## START SUPPLIED TEXT

In a preferred aspect, a main chain of the ion-conductive polymer is a fluorocarbon chain that is partially fluorinated or completely fluorinated. The suitable concentration of fluorine in the main chain may be not less than approximately 40 mass % based on the total mass of the main chain. In a preferred aspect, a main chain of the fluoropolymer is a perfluorocarbon chain.
In a preferred aspect, the ion-conductive polymer is a perfluorocarbon polymer having a side chain represented by the formula above, —R1SO3Y, and, in particular, a perfluorocarbon polymer having a side chain selected from the group consisting of the formula above, —OCF2CF(CF3)OCF2CF2SO3Y, —O(CF2)4SO3Y and the combination thereof.
In the ion exchange membrane of the present disclosure, the ion-conductive group (typically, a cluster of the ion-conductive groups) in a region, in which swelling is suppressed by the non-woven fabric, can contribute to better ion permeation selectivity. Meanwhile, the ion-conductive polymer in the other regions can contribute to superior proton transport by the ion-conductive groups thereof. An equivalent weight (EW, the mass of the ion-conductive polymer in grams per one equivalent ion-conductive group) of the ion-conductive group of the ion-conductive polymer used in the present disclosure is preferably not greater than approximately 1000, or not greater than approximately 850, or not greater than approximately 750 from the viewpoint of better proton transport ability, and preferably not less than approximately 600, or not less than approximately 700 from the viewpoint of greater ion permeation selectivity. The equivalent mass of the ion-conductive group can be measured by the method of back titration, in which the ion-conductive polymer is subjected to base substitution and the resultant solution is back-titrated with an alkaline solution.

## END SUPPLIED TEXT
## START INFORMATION SHOWN

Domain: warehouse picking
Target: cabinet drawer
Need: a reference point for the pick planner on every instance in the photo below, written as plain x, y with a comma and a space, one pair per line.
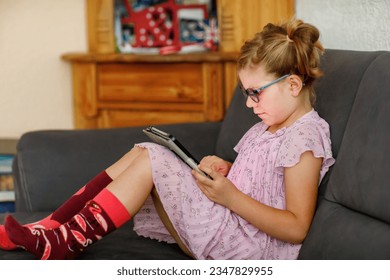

## END INFORMATION SHOWN

> STATED GOAL: Could you rewrite the ion exchange membrane passage between "In a preferred aspect, the" and "the combination thereof.", inclusive, swapping every "perfluorocarbon polymer" for "perfluorinated polymer"?

> RESULT OF THIS TASK:
In a preferred aspect, the ion-conductive polymer is a perfluorinated polymer having a side chain represented by the formula above, —R1SO3Y, and, in particular, a perfluorinated polymer having a side chain selected from the group consisting of the formula above, —OCF2CF(CF3)OCF2CF2SO3Y, —O(CF2)4SO3Y and the combination thereof.